Supplied passage:
┌──

A Conversation for The Death Penalty

Pragmatic vs. moral arguments

Post 81

Two Bit Trigger Pumping Moron

We don't have prisons like that in this state. We have clean orderly prisons with very few luxuries like air conditioning. The one thing the State of Georgia can do is prisions. All of our prisoners, who can, must work. Jails are a differnet matter. They're run locally, on less money, and not all of the inmates are convicted.

Prisoners do get institutionalized. They do have a hard time readjusting to the outside world. Sometimes it seems like the system is almost set up to make people fail.

As for DUI's, I always thought that siezing the car would be a good idea.

The Supreme Court

Post 82


In general, considerations of cost are built into legal systems. One cannot, for example, demand a full jury trial (and its associated cost) for a speeding offence, translating into a tendency to deal with offences in a way related to their "cost-detriment" to society.

Governments looking to cut public spending will generally find the legal system as a whole an easy target. For example, jury trials can be restricted to those accused of "more serious" offences. The quality and number police investigations will be related to the funding of the investigating sevices. Public defenders are expensive, as are prisons. In the UK, there is a plan to deny those barristers deemed "too expensive" from being appointed counsel where the accused cannot foot the bill.

└──

Instructions:
**A)** Translate into French this sentence from the death penalty discussion: "Governments looking to cut public spending will generally find the legal system as a whole an easy target."
**B)** Extend the death penalty discussion with a further passage that picks up after its last sentence.
The items are separate material, not part of the death penalty discussion.

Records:
┌──

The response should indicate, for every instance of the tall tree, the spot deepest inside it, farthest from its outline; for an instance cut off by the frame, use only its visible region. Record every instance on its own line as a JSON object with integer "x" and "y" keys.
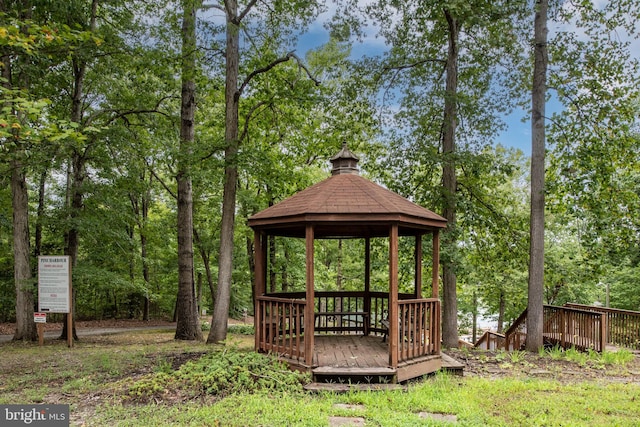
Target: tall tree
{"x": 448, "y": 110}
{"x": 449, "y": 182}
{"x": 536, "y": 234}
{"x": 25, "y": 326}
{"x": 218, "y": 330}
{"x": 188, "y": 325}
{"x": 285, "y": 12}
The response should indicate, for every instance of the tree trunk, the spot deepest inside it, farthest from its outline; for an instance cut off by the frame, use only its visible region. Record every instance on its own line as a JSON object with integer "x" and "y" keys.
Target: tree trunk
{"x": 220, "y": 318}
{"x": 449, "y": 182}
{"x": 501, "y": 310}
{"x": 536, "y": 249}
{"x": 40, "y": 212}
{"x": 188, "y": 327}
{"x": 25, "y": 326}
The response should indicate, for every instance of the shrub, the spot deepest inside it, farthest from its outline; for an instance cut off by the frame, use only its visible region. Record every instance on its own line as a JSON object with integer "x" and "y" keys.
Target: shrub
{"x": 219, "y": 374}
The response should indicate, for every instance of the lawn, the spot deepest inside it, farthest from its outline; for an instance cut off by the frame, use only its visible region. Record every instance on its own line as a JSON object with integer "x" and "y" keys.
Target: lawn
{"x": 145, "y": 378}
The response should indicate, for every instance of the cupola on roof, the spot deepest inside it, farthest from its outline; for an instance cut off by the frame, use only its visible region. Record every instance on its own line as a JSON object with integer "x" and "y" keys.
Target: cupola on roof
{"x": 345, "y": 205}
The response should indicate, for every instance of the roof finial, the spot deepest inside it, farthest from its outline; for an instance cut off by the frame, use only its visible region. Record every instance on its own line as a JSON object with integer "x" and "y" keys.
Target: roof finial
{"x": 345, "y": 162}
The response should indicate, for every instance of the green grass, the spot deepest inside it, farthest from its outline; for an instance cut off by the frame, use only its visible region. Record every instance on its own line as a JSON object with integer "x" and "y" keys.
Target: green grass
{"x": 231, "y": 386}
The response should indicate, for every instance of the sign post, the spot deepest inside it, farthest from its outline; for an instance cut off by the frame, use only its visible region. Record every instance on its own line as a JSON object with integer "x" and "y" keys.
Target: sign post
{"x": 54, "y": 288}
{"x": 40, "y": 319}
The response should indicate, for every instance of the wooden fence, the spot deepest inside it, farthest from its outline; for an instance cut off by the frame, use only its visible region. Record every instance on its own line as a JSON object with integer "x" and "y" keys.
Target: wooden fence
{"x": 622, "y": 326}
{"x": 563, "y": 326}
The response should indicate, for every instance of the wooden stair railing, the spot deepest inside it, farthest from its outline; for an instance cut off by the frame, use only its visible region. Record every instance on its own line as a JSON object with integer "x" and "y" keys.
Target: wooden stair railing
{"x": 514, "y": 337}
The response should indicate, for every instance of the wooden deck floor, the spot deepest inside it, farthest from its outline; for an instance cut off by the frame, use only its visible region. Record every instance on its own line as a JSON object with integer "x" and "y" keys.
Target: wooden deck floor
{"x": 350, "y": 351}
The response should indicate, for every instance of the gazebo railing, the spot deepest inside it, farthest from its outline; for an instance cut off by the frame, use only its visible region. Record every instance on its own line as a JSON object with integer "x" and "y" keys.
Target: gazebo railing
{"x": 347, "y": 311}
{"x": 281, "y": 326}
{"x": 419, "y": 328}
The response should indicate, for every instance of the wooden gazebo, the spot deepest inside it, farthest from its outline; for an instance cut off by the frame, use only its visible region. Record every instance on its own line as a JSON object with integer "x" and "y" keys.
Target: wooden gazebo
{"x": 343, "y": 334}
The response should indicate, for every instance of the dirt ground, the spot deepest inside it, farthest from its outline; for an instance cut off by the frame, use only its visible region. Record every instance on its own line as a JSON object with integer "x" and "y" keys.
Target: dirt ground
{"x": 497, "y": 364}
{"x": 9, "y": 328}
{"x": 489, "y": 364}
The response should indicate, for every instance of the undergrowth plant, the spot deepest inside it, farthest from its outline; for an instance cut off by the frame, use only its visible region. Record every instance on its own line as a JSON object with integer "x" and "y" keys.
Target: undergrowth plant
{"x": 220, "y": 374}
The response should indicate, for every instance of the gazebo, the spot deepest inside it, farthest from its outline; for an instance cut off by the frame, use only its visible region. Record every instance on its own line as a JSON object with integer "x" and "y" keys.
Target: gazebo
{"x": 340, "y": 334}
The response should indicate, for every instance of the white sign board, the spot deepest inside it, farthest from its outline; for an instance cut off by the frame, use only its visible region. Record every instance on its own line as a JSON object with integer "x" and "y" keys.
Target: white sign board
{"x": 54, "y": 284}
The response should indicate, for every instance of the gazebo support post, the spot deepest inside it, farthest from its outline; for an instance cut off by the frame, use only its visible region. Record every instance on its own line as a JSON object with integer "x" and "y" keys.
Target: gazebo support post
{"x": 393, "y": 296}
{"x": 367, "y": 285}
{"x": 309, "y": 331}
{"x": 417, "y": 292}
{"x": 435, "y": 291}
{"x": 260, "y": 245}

└──

Solved problems:
**A)** Les gouvernements qui cherchent à réduire les dépenses publiques trouveront généralement que le système judiciaire dans son ensemble est une cible facile.

**B)**
The Supreme Court

Post 83

Two Bit Trigger Pumping Moron

I think the courts look more at the potential punishment of the defendant than anything else when considering rights. They don't want to waste resources, but my take on legal decisions is that their major concerns are making sure that an accused rights are adequatly protected, particullalry if they face confinement.

Considerations of cost are a constant concerns. There have defeinitly been cases that I could have made if I had the time to investigate them or the money for the forensic work. It's depressing how much I've had to let go because I didn't have time to make a case.

Pragmatic vs. moral arguments

Post 84


the problem whith zero tolerence is that in a court a criminal could argue for the sentence to be changed as the law takes a way his freedom to choose and that it self is strangley illegal in democratic society the scary part is that if you study deeply in to govermant policies you will find a loop hole that lets you commit any crime to a point but otherwise zero tolerence is great idea

The Supreme Court

Post 85

Just zis Guy, you know? † Cyclist [A690572] :: At the 51st centile of ursine intelligence

To quote Baroness Thatcher, No, no, no!

Until the criminal justice system is absolutely infallible you cannot allow it to take away the lives of criminals. Innocent people can be and are convicted - especially in high-profile cases.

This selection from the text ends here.